Stored data:
--
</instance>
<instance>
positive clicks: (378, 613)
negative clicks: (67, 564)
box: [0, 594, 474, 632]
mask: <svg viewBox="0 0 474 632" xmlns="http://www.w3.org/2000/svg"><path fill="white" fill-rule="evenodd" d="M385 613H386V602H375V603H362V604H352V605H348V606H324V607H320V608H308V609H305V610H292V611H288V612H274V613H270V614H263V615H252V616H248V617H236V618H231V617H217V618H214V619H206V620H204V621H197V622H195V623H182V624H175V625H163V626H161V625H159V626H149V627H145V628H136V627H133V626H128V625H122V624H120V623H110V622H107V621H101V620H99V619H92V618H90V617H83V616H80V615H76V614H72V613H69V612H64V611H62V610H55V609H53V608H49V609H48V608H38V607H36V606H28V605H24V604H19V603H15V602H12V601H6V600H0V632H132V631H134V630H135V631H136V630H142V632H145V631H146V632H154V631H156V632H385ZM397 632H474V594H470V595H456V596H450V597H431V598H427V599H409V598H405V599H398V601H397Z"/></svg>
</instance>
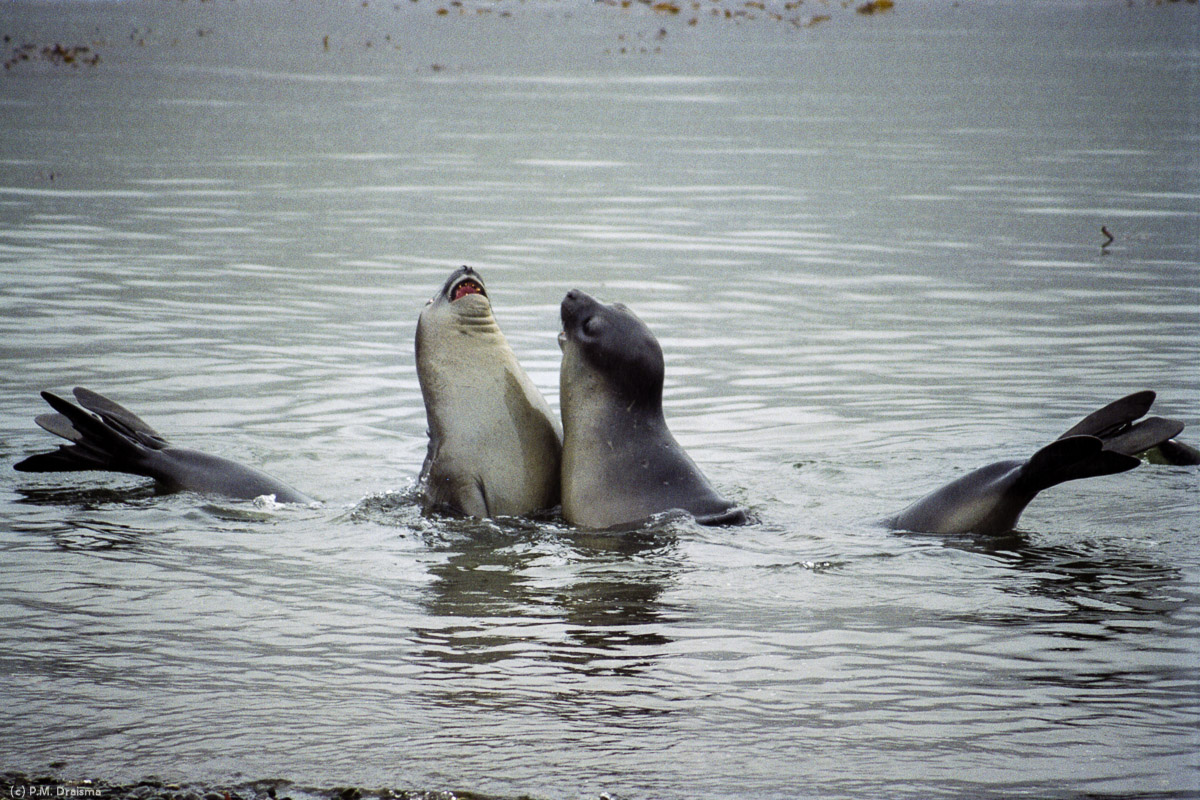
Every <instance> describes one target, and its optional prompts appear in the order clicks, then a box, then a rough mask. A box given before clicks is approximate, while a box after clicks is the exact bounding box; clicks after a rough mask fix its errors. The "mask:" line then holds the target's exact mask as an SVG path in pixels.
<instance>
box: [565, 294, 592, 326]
mask: <svg viewBox="0 0 1200 800" xmlns="http://www.w3.org/2000/svg"><path fill="white" fill-rule="evenodd" d="M598 305H599V303H598V302H596V301H595V300H594V299H593V297H592V296H590V295H588V294H587V293H584V291H580V290H578V289H571V290H570V291H568V293H566V296H565V297H563V305H562V315H563V327H564V329H566V327H568V326H569V325H571V324H572V323H574V321H575V320H577V319H580V317H581V315H582V314H583V313H584V312H587V309H588V308H592V307H593V306H598Z"/></svg>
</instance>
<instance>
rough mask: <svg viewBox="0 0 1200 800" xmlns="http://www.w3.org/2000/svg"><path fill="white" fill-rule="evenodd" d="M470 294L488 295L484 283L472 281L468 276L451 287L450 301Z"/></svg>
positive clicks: (450, 292)
mask: <svg viewBox="0 0 1200 800" xmlns="http://www.w3.org/2000/svg"><path fill="white" fill-rule="evenodd" d="M469 294H481V295H484V296H487V295H486V294H485V293H484V287H482V285H480V284H479V283H476V282H475V281H472V279H470V278H467V279H464V281H460V282H458V283H456V284H455V287H454V288H452V289H450V302H454V301H455V300H458V299H460V297H466V296H467V295H469Z"/></svg>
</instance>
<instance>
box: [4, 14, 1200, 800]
mask: <svg viewBox="0 0 1200 800" xmlns="http://www.w3.org/2000/svg"><path fill="white" fill-rule="evenodd" d="M896 5H898V7H896V8H895V10H894V11H892V12H888V13H876V14H872V16H863V14H857V13H854V11H853V8H852V7H848V8H844V7H841V6H838V5H834V6H826V5H822V4H803V5H802V6H799V7H798V8H794V10H787V8H785V7H784V6H781V5H779V6H776V5H774V4H767V7H766V8H763V10H758V8H756V7H754V6H751V5H749V4H748V5H734V4H732V2H727V1H726V0H722V1H721V2H716V4H710V2H703V4H701V7H700V8H698V10H695V8H694V7H692V6H691V5H688V4H684V5H683V7H682V8H680V12H679V13H656V12H654V11H653V10H650V8H649V7H647V6H644V5H642V4H634V5H632V6H631V7H629V8H620V7H619V4H618V5H607V4H577V5H576V4H558V2H533V1H529V2H523V4H511V5H510V4H504V2H497V4H480V5H478V6H476V5H469V4H468V5H467V6H461V7H460V6H451V5H446V6H445V8H446V11H448V12H449V13H446V14H438V13H437V8H438V6H437V4H433V5H431V4H427V2H425V1H424V0H422V1H421V2H409V1H408V0H404V2H402V4H398V5H396V6H394V5H392V4H371V5H366V6H364V5H360V4H347V5H344V6H342V5H340V6H337V7H336V8H335V7H329V8H326V7H325V6H324V5H313V6H310V5H307V4H305V2H300V4H287V5H284V4H280V5H278V6H275V5H269V4H265V2H254V1H250V2H236V4H157V2H149V1H146V2H143V1H140V0H139V1H130V2H114V4H109V2H73V1H70V2H68V1H64V2H53V4H44V5H42V4H32V2H8V4H4V5H2V6H0V32H2V34H6V35H8V36H10V37H11V41H7V42H6V43H5V44H4V47H5V50H4V52H2V54H4V58H5V59H8V58H10V56H11V55H12V54H14V53H17V52H18V48H20V47H22V46H24V44H26V43H34V44H36V46H37V47H38V48H40V47H42V46H49V44H53V43H55V42H61V43H62V44H65V46H88V47H89V48H90V50H89V52H90V53H95V54H98V55H100V56H101V58H100V61H98V62H97V64H95V65H94V66H92V65H89V64H78V62H77V64H74V65H70V64H60V62H55V61H54V60H50V59H49V58H42V56H41V55H40V49H32V50H28V52H30V53H34V55H35V56H34V58H31V59H29V60H26V61H18V62H14V64H13V65H12V66H11V68H8V70H6V71H4V72H2V73H0V176H2V178H0V422H2V428H4V432H5V433H4V437H0V517H2V519H4V523H2V524H0V620H2V625H0V637H2V638H0V692H2V696H4V709H5V714H4V716H5V724H4V728H5V730H4V733H2V735H0V769H19V770H23V771H36V770H44V769H49V765H52V764H54V765H56V766H55V768H54V769H56V770H59V771H61V772H62V774H66V775H86V776H92V777H102V778H106V780H110V781H120V780H137V778H139V777H143V776H146V775H158V776H163V777H167V778H172V780H187V781H202V782H203V781H229V780H235V778H264V777H272V778H276V777H277V778H284V780H288V781H294V782H296V783H299V784H304V786H317V787H331V786H344V784H356V786H394V787H398V788H412V789H460V790H461V789H466V790H473V792H479V793H487V794H497V795H504V796H512V795H518V794H523V793H528V794H533V795H536V796H546V798H576V796H596V795H599V794H601V793H607V794H608V795H611V796H614V798H668V799H670V798H733V796H752V798H792V796H821V798H838V796H846V798H875V796H894V798H906V796H911V798H930V796H972V798H978V796H1078V795H1082V794H1092V795H1096V794H1121V795H1126V796H1128V795H1141V796H1181V798H1182V796H1195V795H1196V794H1200V759H1198V753H1200V733H1198V732H1200V610H1198V609H1200V606H1198V600H1200V597H1198V590H1196V587H1198V578H1200V493H1198V473H1196V470H1195V468H1172V467H1159V465H1142V467H1141V468H1139V469H1138V470H1135V471H1133V473H1128V474H1123V475H1117V476H1110V477H1104V479H1096V480H1090V481H1082V482H1076V483H1069V485H1063V486H1060V487H1056V488H1054V489H1051V491H1049V492H1048V493H1045V494H1044V495H1043V497H1040V498H1038V499H1037V500H1036V501H1034V503H1033V505H1031V506H1030V509H1028V510H1027V512H1026V515H1025V516H1024V517H1022V519H1021V531H1020V533H1019V534H1016V535H1014V536H1010V537H1004V539H1002V540H985V539H974V537H955V539H943V537H931V536H905V535H896V534H893V533H889V531H887V530H883V529H881V528H877V527H876V525H875V524H874V523H872V521H874V519H877V518H880V517H882V516H884V515H887V513H889V512H894V511H896V510H898V509H900V507H902V506H904V505H906V504H907V503H910V501H911V500H913V499H916V498H917V497H919V495H922V494H923V493H925V492H926V491H929V489H931V488H934V487H936V486H938V485H941V483H944V482H947V481H949V480H952V479H953V477H955V476H958V475H961V474H962V473H964V471H966V470H968V469H972V468H974V467H979V465H982V464H985V463H989V462H992V461H997V459H1002V458H1013V457H1025V456H1027V455H1030V453H1032V452H1033V451H1034V450H1036V449H1038V447H1039V446H1042V445H1043V444H1045V443H1048V441H1049V440H1051V439H1054V438H1055V437H1057V435H1058V434H1060V433H1061V432H1062V431H1064V429H1066V428H1068V427H1069V426H1070V425H1073V423H1074V422H1075V421H1076V420H1078V419H1079V417H1081V416H1082V415H1084V414H1086V413H1088V411H1091V410H1093V409H1094V408H1097V407H1099V405H1102V404H1104V403H1106V402H1109V401H1111V399H1115V398H1116V397H1120V396H1122V395H1124V393H1128V392H1130V391H1135V390H1139V389H1144V387H1150V389H1154V390H1157V391H1158V392H1159V401H1158V405H1157V407H1156V409H1157V410H1158V411H1159V413H1160V414H1164V415H1169V416H1174V417H1177V419H1181V420H1183V421H1186V422H1187V423H1188V425H1189V426H1193V427H1192V428H1190V439H1188V435H1189V434H1188V433H1184V437H1183V438H1184V439H1186V440H1190V441H1192V443H1193V444H1196V440H1198V438H1200V433H1196V432H1198V431H1200V366H1198V365H1200V360H1198V357H1196V356H1198V347H1196V343H1198V341H1200V296H1198V294H1200V293H1198V289H1200V269H1198V264H1200V239H1198V234H1196V231H1198V230H1200V203H1198V200H1200V157H1198V155H1196V154H1198V152H1200V102H1198V97H1200V47H1198V44H1196V42H1200V13H1198V8H1196V6H1195V4H1168V5H1165V6H1156V5H1150V4H1145V5H1144V4H1141V2H1134V4H1129V5H1127V4H1126V2H1103V1H1096V2H1066V1H1064V2H1044V4H1019V2H1015V1H1014V2H964V4H961V5H959V6H952V5H950V4H940V2H911V4H910V2H899V1H898V4H896ZM713 8H715V10H716V11H718V12H719V13H718V14H716V16H714V14H713V13H712V10H713ZM724 11H730V17H728V18H726V17H725V14H724ZM773 14H778V17H779V18H778V19H776V18H775V17H774V16H773ZM824 14H828V16H829V17H830V18H829V19H828V20H823V22H822V20H820V19H816V20H815V18H816V17H818V16H824ZM692 19H695V20H696V23H695V24H691V20H692ZM793 19H794V20H796V24H793ZM814 22H815V24H811V23H814ZM1100 225H1105V227H1106V228H1108V229H1110V230H1111V231H1112V233H1114V235H1115V236H1116V239H1115V242H1114V243H1112V245H1111V246H1109V247H1106V248H1104V249H1102V247H1100V245H1102V243H1103V241H1104V240H1103V236H1102V235H1100V231H1099V229H1100ZM460 264H470V265H473V266H475V267H476V269H478V270H479V271H480V272H481V275H482V276H484V278H485V279H486V281H487V283H488V289H490V293H491V296H492V302H493V306H494V311H496V317H497V319H498V320H499V323H500V326H502V327H503V330H504V331H505V333H506V335H508V338H509V341H510V343H511V344H512V347H514V349H515V350H516V353H517V354H518V356H520V359H521V360H522V362H523V365H524V366H526V368H527V369H528V371H529V373H530V375H532V377H533V379H534V381H535V383H536V384H538V385H539V387H540V389H541V390H542V392H544V393H545V395H546V396H547V398H548V399H550V402H551V405H552V407H553V408H556V409H557V408H558V363H559V351H558V347H557V343H556V335H557V332H558V330H559V329H558V324H559V323H558V303H559V301H560V300H562V297H563V295H564V293H565V291H566V290H568V289H570V288H574V287H577V288H581V289H583V290H586V291H589V293H592V294H594V295H596V296H599V297H601V299H602V300H606V301H622V302H625V303H628V305H629V306H630V307H631V308H634V311H636V312H637V313H638V314H640V315H641V317H642V318H643V319H644V320H646V321H647V323H648V324H649V326H650V327H652V330H654V331H655V333H656V335H658V337H659V341H660V342H661V344H662V348H664V350H665V354H666V363H667V375H666V391H665V404H666V411H667V416H668V420H670V422H671V426H672V429H673V431H674V433H676V435H677V438H678V439H679V440H680V441H682V443H683V444H684V446H686V447H688V450H689V452H690V453H691V456H692V457H694V458H695V461H696V462H697V463H698V464H700V465H701V467H702V468H703V469H704V471H706V473H707V474H708V476H709V477H710V479H712V480H713V481H714V483H715V485H716V486H719V487H720V489H721V491H722V492H724V493H726V494H727V495H730V497H732V498H736V499H737V500H738V501H740V503H743V504H745V505H746V506H748V507H750V509H751V510H752V512H754V513H755V515H756V517H757V522H756V523H755V524H751V525H749V527H745V528H738V529H703V528H701V527H697V525H695V524H694V523H691V522H689V521H686V519H666V521H662V522H660V523H659V524H655V525H652V527H649V528H648V529H646V530H644V531H640V533H637V534H634V535H624V536H613V535H599V534H587V533H582V531H576V530H571V529H570V528H569V527H566V525H564V524H562V523H560V522H557V521H554V519H548V521H505V522H498V523H479V522H466V521H448V519H427V518H422V517H421V516H420V513H419V511H418V509H416V506H415V504H414V503H413V498H412V487H413V481H414V479H415V475H416V473H418V470H419V468H420V463H421V458H422V457H424V452H425V414H424V407H422V404H421V398H420V389H419V386H418V383H416V374H415V371H414V367H413V344H412V342H413V336H414V331H415V324H416V315H418V313H419V311H420V308H421V306H422V303H424V301H425V300H426V299H427V297H428V296H430V295H432V294H433V291H434V290H436V289H437V288H438V287H439V285H440V283H442V281H443V279H444V278H445V276H446V275H448V273H449V272H450V271H451V270H452V269H454V267H456V266H458V265H460ZM73 385H84V386H89V387H91V389H95V390H97V391H101V392H102V393H106V395H109V396H112V397H113V398H115V399H118V401H119V402H122V403H125V404H127V405H130V407H131V408H132V409H133V410H134V411H137V413H138V414H139V415H142V416H143V417H145V419H146V420H148V421H149V422H150V423H151V425H154V426H155V427H157V428H158V429H160V431H162V432H163V433H164V434H166V435H168V437H170V438H172V439H174V440H175V441H178V443H180V444H186V445H188V446H193V447H198V449H202V450H206V451H210V452H216V453H220V455H223V456H227V457H232V458H236V459H239V461H244V462H246V463H251V464H254V465H257V467H262V468H264V469H266V470H268V471H270V473H272V474H275V475H278V476H281V477H283V479H284V480H287V481H288V482H290V483H293V485H295V486H298V487H300V488H302V489H304V491H306V492H310V493H312V494H314V495H317V497H319V498H320V499H322V500H323V501H324V505H323V507H319V509H302V507H284V509H269V507H260V506H256V505H254V504H241V503H230V501H221V500H214V499H210V498H200V497H196V495H190V494H180V495H160V494H156V493H155V492H154V489H152V487H148V486H146V485H145V482H144V481H140V480H138V479H133V477H126V476H114V475H103V474H91V473H89V474H76V475H26V474H18V473H14V471H12V470H11V469H8V468H7V465H10V464H12V463H14V462H17V461H19V459H20V458H23V457H25V456H28V455H30V453H32V452H37V451H38V450H43V449H46V447H47V446H48V445H49V444H50V438H49V437H48V435H47V434H44V433H43V432H41V431H38V429H37V428H36V427H35V426H34V425H32V416H34V415H36V414H41V413H43V411H44V410H46V407H44V405H43V404H42V403H41V401H40V398H38V397H37V392H38V391H40V390H43V389H49V390H53V391H56V392H59V393H64V392H67V391H68V390H70V389H71V386H73Z"/></svg>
--
Description of the task:
Using the data above, transcribe the lines that run from the line with "box: [565, 294, 592, 326]" to the line with "rough mask: <svg", both ends kept, and output nothing else.

Answer for the task:
box: [565, 294, 592, 326]
mask: <svg viewBox="0 0 1200 800" xmlns="http://www.w3.org/2000/svg"><path fill="white" fill-rule="evenodd" d="M598 305H599V303H598V302H596V301H595V300H594V299H593V297H592V296H590V295H588V294H587V293H584V291H580V290H578V289H571V290H570V291H568V293H566V296H565V297H563V305H562V315H563V327H564V329H566V327H568V326H569V325H571V324H572V323H574V321H575V320H577V319H580V317H581V315H582V314H583V313H584V312H587V309H588V308H592V307H593V306H598Z"/></svg>
</instance>
<instance>
rough mask: <svg viewBox="0 0 1200 800" xmlns="http://www.w3.org/2000/svg"><path fill="white" fill-rule="evenodd" d="M470 294L488 295L484 283L472 281L468 276L451 287L450 301Z"/></svg>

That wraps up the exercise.